Exercise instructions.
Reproduce only the stretch of rows from the line containing "of the traffic" through the line containing "<point>140,211</point>", substituting "pin" for every occurrence of "marker" and changing nothing else.

The records.
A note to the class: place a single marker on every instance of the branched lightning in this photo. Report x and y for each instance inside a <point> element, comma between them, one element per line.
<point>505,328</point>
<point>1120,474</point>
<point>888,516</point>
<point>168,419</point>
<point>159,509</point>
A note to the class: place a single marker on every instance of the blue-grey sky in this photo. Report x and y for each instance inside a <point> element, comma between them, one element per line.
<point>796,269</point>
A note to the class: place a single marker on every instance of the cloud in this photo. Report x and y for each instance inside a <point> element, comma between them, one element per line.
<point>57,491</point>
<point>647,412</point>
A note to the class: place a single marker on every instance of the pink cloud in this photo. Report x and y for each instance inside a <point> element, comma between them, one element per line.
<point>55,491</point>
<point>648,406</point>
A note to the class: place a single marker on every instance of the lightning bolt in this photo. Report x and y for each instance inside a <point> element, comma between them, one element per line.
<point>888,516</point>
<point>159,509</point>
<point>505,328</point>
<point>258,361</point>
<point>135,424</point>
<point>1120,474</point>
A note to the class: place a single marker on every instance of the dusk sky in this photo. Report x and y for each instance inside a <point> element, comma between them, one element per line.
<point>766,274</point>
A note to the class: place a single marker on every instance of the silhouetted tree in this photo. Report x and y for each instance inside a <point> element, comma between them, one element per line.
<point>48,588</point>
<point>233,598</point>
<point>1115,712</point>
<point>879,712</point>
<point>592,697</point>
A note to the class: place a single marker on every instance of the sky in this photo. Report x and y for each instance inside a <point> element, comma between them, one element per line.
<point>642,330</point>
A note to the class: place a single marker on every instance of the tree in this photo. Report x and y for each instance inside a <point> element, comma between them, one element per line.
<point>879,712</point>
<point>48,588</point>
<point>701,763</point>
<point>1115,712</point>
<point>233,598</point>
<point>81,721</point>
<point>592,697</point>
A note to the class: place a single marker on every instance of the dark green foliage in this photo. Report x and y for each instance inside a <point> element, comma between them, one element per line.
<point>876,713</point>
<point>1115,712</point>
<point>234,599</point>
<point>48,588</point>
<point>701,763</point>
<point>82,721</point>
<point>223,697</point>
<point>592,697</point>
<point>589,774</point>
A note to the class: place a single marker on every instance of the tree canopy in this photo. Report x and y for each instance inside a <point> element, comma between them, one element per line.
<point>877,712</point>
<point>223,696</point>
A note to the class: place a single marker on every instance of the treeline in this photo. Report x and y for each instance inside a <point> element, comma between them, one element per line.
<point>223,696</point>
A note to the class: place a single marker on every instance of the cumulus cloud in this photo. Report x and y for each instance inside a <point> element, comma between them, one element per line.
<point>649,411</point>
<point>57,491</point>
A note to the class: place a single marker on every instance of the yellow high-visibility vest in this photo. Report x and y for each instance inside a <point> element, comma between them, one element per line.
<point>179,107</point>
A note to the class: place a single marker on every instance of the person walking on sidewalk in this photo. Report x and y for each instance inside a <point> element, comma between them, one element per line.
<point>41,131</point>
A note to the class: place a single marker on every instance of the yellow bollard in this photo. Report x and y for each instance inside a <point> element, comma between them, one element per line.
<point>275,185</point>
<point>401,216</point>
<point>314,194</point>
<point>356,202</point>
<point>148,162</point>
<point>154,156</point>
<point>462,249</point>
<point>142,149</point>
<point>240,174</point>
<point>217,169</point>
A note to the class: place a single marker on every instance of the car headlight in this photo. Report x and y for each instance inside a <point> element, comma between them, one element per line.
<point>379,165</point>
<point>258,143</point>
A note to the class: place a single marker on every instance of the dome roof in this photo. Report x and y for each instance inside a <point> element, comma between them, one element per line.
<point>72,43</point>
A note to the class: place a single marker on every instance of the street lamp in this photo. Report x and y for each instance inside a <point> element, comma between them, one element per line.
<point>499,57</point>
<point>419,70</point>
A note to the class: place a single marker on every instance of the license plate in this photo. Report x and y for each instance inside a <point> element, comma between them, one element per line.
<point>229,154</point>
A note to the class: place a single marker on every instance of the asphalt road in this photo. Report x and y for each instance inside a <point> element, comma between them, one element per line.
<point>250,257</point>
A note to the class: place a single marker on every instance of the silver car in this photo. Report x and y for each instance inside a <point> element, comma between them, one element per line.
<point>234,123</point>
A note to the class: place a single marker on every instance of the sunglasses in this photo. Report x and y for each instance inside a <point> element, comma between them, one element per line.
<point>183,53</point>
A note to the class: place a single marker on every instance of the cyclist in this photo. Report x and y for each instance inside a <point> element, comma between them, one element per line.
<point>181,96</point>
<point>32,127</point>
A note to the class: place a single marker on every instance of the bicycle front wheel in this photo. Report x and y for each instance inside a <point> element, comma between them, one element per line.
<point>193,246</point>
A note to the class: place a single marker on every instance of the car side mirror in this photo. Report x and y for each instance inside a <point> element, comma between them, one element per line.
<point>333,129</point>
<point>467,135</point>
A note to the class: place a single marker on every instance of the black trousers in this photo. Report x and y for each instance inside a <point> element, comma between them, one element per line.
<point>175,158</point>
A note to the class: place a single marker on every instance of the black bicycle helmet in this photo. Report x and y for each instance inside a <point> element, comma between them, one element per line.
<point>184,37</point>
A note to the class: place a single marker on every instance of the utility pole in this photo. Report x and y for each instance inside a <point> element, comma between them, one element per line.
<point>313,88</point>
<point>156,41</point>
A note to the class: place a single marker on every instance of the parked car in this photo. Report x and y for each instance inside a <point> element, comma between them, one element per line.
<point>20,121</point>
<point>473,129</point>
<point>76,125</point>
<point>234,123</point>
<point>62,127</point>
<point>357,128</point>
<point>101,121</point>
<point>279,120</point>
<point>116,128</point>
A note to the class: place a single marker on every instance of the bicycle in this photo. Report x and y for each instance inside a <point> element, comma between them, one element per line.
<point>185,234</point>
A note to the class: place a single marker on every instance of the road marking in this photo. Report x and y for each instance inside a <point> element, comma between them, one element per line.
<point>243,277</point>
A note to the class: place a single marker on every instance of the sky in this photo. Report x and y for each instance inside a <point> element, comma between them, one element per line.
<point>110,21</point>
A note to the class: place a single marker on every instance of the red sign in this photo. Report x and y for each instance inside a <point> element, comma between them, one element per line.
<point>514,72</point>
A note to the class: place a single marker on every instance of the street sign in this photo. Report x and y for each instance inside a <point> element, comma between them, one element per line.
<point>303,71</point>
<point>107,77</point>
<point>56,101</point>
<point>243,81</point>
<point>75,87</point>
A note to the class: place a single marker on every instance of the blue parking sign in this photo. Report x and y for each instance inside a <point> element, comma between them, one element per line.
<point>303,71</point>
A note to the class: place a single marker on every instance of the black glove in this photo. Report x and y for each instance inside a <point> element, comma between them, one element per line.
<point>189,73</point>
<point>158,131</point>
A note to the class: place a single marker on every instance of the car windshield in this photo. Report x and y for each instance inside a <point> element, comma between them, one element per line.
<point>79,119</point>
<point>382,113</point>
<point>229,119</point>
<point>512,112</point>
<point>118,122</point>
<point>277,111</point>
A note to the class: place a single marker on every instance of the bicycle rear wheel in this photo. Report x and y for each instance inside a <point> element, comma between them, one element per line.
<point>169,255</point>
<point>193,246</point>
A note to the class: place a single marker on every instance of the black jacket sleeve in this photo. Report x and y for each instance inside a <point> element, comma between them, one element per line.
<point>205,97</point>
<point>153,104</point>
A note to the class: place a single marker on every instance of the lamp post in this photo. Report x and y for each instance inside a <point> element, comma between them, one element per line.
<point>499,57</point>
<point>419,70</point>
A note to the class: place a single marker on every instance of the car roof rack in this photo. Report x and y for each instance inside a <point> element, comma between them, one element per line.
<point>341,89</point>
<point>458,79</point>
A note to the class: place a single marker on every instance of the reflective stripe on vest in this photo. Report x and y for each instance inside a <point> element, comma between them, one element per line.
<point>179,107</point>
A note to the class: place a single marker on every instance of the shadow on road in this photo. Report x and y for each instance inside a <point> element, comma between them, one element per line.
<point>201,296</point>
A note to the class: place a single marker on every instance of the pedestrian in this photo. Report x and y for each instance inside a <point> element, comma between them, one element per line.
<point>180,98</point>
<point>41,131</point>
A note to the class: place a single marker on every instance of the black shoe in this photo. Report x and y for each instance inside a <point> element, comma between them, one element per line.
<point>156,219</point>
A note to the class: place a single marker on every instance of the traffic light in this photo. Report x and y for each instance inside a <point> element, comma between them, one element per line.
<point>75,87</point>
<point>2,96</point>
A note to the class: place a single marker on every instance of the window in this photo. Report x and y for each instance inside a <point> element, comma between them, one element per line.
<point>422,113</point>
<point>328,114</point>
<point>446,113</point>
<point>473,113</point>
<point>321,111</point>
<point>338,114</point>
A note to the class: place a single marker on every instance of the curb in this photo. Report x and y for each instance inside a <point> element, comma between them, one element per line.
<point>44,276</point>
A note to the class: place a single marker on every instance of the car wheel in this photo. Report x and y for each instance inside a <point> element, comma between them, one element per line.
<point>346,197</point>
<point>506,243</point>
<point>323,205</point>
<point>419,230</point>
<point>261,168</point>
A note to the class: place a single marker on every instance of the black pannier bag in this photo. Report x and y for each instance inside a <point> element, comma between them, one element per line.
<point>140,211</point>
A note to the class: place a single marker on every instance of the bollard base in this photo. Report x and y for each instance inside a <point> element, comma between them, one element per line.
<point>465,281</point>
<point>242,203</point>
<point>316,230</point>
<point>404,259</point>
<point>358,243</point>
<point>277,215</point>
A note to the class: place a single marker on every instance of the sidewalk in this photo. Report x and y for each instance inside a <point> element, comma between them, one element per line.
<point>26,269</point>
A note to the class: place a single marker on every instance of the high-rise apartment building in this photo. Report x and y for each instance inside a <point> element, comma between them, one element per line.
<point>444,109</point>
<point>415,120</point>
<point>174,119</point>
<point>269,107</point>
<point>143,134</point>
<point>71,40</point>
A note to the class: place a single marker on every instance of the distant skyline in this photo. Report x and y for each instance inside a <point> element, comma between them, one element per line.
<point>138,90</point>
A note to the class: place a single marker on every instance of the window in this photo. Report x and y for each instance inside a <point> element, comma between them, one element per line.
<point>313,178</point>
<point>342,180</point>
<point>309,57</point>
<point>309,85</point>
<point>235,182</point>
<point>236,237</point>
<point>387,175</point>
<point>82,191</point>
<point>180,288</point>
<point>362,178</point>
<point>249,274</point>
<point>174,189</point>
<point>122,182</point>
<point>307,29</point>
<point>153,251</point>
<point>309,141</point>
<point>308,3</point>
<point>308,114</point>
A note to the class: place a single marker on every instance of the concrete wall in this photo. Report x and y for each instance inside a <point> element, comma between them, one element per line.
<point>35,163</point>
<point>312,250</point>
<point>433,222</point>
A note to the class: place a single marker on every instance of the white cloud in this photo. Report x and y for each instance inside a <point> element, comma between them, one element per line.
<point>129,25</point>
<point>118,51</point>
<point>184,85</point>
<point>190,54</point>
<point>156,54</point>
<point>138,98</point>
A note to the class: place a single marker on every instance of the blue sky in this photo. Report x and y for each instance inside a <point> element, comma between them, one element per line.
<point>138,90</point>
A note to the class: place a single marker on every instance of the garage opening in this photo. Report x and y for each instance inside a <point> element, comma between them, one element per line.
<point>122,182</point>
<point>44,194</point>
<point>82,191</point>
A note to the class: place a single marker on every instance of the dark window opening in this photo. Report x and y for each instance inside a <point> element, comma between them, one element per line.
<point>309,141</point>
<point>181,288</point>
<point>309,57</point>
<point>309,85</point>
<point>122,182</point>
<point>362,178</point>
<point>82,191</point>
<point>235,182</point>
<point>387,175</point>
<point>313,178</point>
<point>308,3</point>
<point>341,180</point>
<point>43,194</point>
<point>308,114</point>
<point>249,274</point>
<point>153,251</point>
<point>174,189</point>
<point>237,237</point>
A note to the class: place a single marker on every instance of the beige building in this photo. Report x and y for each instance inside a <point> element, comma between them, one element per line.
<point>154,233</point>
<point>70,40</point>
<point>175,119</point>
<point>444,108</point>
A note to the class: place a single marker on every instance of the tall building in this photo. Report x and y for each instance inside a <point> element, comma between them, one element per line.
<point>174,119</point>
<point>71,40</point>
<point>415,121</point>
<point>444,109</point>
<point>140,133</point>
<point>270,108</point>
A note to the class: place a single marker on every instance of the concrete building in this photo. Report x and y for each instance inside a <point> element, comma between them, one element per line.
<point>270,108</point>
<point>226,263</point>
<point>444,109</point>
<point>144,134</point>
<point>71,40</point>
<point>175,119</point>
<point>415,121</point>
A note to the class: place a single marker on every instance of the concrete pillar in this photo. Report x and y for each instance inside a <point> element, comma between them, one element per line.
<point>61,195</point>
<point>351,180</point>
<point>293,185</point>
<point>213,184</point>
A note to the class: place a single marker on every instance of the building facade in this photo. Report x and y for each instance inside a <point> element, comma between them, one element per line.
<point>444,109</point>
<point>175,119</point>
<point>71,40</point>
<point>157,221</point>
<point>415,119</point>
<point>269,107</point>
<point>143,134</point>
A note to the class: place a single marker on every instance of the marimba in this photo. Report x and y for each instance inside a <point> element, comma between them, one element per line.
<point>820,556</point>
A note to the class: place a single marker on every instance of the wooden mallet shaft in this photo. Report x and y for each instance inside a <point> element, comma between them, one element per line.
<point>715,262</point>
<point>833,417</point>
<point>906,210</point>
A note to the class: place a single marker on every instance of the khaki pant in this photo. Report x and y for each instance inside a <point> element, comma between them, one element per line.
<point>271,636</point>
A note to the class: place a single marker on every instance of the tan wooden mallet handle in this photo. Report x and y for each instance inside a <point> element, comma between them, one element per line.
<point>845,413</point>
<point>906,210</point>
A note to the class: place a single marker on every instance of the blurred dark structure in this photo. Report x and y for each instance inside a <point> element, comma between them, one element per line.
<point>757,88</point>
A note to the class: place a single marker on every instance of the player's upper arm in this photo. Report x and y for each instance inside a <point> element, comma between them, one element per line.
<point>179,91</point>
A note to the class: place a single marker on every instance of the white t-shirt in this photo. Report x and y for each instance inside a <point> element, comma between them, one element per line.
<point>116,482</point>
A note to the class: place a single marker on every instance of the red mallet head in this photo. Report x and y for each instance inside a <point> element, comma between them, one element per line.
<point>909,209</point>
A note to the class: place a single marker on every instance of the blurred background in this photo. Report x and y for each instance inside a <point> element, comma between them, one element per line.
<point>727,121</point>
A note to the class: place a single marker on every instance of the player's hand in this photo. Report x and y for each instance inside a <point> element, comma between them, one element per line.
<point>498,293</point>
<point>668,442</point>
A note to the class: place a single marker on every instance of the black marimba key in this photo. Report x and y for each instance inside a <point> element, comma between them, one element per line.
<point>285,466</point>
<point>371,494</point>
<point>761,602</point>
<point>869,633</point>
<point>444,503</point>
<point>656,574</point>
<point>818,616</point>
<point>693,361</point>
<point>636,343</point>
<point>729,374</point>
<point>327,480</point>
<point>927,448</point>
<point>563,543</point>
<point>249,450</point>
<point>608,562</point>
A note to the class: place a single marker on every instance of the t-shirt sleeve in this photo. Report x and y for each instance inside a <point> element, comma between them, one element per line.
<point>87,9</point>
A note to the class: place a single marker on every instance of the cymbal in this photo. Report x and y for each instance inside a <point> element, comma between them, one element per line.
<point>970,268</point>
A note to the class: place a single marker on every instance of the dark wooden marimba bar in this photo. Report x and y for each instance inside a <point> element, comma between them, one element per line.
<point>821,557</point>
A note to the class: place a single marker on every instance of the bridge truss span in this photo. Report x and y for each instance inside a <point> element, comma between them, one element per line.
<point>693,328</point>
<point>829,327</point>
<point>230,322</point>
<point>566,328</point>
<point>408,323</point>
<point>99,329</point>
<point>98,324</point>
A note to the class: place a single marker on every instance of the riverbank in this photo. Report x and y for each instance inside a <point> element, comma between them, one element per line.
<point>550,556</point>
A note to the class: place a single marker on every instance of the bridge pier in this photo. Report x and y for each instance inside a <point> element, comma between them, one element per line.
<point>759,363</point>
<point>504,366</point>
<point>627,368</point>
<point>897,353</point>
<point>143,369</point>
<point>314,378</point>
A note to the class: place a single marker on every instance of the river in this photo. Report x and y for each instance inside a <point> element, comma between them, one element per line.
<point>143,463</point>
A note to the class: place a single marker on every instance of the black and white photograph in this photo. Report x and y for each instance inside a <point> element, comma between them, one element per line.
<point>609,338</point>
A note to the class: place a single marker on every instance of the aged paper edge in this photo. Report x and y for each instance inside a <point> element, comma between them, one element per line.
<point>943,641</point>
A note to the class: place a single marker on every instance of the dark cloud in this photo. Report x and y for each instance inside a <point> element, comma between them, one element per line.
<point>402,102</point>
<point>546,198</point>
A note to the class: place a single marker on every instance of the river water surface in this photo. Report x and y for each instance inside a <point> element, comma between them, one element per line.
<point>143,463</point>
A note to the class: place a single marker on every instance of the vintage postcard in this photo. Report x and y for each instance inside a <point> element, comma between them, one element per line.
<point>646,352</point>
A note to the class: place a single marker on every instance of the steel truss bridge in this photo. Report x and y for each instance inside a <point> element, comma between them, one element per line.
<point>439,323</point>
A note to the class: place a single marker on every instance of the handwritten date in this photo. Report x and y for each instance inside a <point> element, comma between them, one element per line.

Complete response.
A note to the class: place a single pin on every instance of the traffic light in this photo. Report x and y for each instance inside a <point> element, comma between them, one element per line.
<point>75,87</point>
<point>2,96</point>
A note to the class: place a single pin on every instance of the window in this photo. Report x and y for each instance inside a <point> element, comma between them, one element per line.
<point>422,113</point>
<point>328,114</point>
<point>446,113</point>
<point>473,113</point>
<point>321,111</point>
<point>338,114</point>
A note to the class: place a single pin on every instance of the curb in this photo. Report x and y for each instance inside a <point> element, comma between them, one element per line.
<point>44,276</point>
A note to the class: place a single pin on every instance of the car wheel in this photo. Report x and y for each instance inside a <point> element, comma between them, one element per line.
<point>346,197</point>
<point>506,243</point>
<point>323,205</point>
<point>419,230</point>
<point>261,168</point>
A note to the class: place a single pin on every instance of the black pannier bag in this photo. Report x and y for each instance inside a <point> element, comma between them, one element per line.
<point>140,211</point>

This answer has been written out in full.